_DIRECTION 1_:
From the listing, reproduce verbatim every line from the one containing "A point belongs on each instance of the framed" through the last line of the listing, inclusive.

_EXTRACT PROVIDED_:
Skip to content

kktripathi/datavisualization6

Repository files navigation

Kamla Kant Tripathi, CS 725/825, Fall 2017

Information Visualization - VI6, CS 725/825, Fall 2017

Satterplot Matrix (SPLOM) using R:

alt text

Description:

To plot a SPLOM in R, I chose VI2 data named as "universityData-csv.csv". By following the assignment instructions, I selected the three attributes from this data viz. number of faculty, number of students, and number of staffs of only US universities. After refining the data in openRefine, I have remaining data in 97 rows. This csv data is named as "vi6.csv".
Through this SPLOM, I am visualizing the number of faculty, number of staff, and number of students ratio of the US universities. Since, there are more than two attributes for the visualization, the scatter plot matrix is a best fit to represent the plot.

Insights:

  • In this chart, if we see the number of faculty and number of students ratio, the faculty ratio is lesser than the students' ratio, in general. But for the one university, there are more students in comparison to the faculty count. Similarly in another university, there are very less students than faculties. Aditionally, in two universities, faculty and student demographics are very less.
  • In comparison of number of staff and the number of students, the result is similar that the number of students ratio is more than the number of staff. For the two universities, both the staff and students have lesser population.
  • By these observations, I inferred that there are some universities which have low faculty count and staff. Though, there might be a reason like if university is a small university. However, this insight gives me a curiosity to plot a bar chart for the universities with the lesser number of faculties.

_DIRECTION 2_:
Extend the write-up on the scatterplot matrix of US university faculty, staff and student counts, starting after its final sentence.

_MATERIAL_:
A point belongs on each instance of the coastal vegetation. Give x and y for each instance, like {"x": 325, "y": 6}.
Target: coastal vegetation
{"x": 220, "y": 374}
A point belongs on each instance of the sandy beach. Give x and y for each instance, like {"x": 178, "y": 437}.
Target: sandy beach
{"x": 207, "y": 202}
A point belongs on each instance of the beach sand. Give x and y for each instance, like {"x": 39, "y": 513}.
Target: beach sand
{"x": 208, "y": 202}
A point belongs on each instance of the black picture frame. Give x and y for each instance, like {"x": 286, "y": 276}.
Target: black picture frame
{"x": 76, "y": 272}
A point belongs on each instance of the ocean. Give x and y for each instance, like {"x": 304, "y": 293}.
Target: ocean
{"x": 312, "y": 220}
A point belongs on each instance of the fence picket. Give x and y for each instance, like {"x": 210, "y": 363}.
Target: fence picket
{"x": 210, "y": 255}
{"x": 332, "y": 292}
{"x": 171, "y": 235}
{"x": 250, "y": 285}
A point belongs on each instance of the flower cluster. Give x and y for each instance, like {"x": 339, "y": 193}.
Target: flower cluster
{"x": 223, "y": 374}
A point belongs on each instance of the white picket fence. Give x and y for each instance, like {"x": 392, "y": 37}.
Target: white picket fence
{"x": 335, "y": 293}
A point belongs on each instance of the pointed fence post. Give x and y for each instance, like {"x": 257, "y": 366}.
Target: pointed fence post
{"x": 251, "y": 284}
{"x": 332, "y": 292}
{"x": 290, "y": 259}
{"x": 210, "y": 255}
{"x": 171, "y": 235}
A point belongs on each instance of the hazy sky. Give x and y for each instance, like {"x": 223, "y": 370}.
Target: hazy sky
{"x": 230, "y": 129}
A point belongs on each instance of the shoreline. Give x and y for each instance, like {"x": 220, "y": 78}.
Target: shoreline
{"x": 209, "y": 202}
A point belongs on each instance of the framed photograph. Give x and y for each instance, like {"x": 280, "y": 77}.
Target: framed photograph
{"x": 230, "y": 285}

_EXERCISE RESPONSE 1_:
A point belongs on each instance of the framed photograph. Give x and y for each instance, like {"x": 280, "y": 77}.
Target: framed photograph
{"x": 230, "y": 285}

_EXERCISE RESPONSE 2_:
SPLOM Code

# developer: K.K. Tripathi
#date: 10/26/2017
#-------------------------
# scatterplot matrix
# read csv data
data = read.csv("vi6.csv")

#read selected columns
pairs(data[2:4], pch = 23, col="red")

#scatterplot title
title("Scatterplot Matrix (SPLOM) of University Data", line = 3)

Code description:

In this aforementioned R code, first I read the csv data file then used the 'pairs' method to choose desired columns 2 to 4 from the dataset which are numerical attributes- numFaculty, numStaff, and numStudents respectively. In this scatter plot matrix representation, I used "pch = 24" to represent plot points in diamond shape because it is easy to differentiate between two overlapping points. Aditionally, to make is visually discrete I used red color for it's color parameter. For this scatterplot, 'title' method have been used to give it a title named as 'Scatterplot Matrix (SPLOM) of University Data' and to make it in the right position 'line' method have been used as value 3.

Bar Chart in R:

alt text

After plotting the scatter plot, I wanted to know the list of universities with the lower count of faculties through bar chart visualization in R. Hence, I refined the same data again where I kept data only with equal to and less than 1000 number of faculties.

Description:

This bar chart represents the number of faculties vs. US universities through x and y-axis respectively. There are total 47 universities (rows) in this data file named 'vi6barchart.csv'.
Through this bar chart, data is very easy to interpret in terms of minimum and maximum number of faculty count in each university because horizontal bar chart helps us to compare the faculty counts between each university.

Insights:

Universities with the most number of faculties.

  • Eastern Michigan University and University of Nevada, Las Vegas are at the top position with exact 1000 faculties.
  • The secound largetst universities with faculty counts are St. Cloud State University followed by Utah State University and California State University which have around 900 faculties.
Universities with the least number of faculties.
  • Capitol College is a school which has the lowest number of faculty count (only 12 faculties) followed by Maharishi University of Management and George W. Woodruff School of Mechanical Engineering which have around 100 faculties.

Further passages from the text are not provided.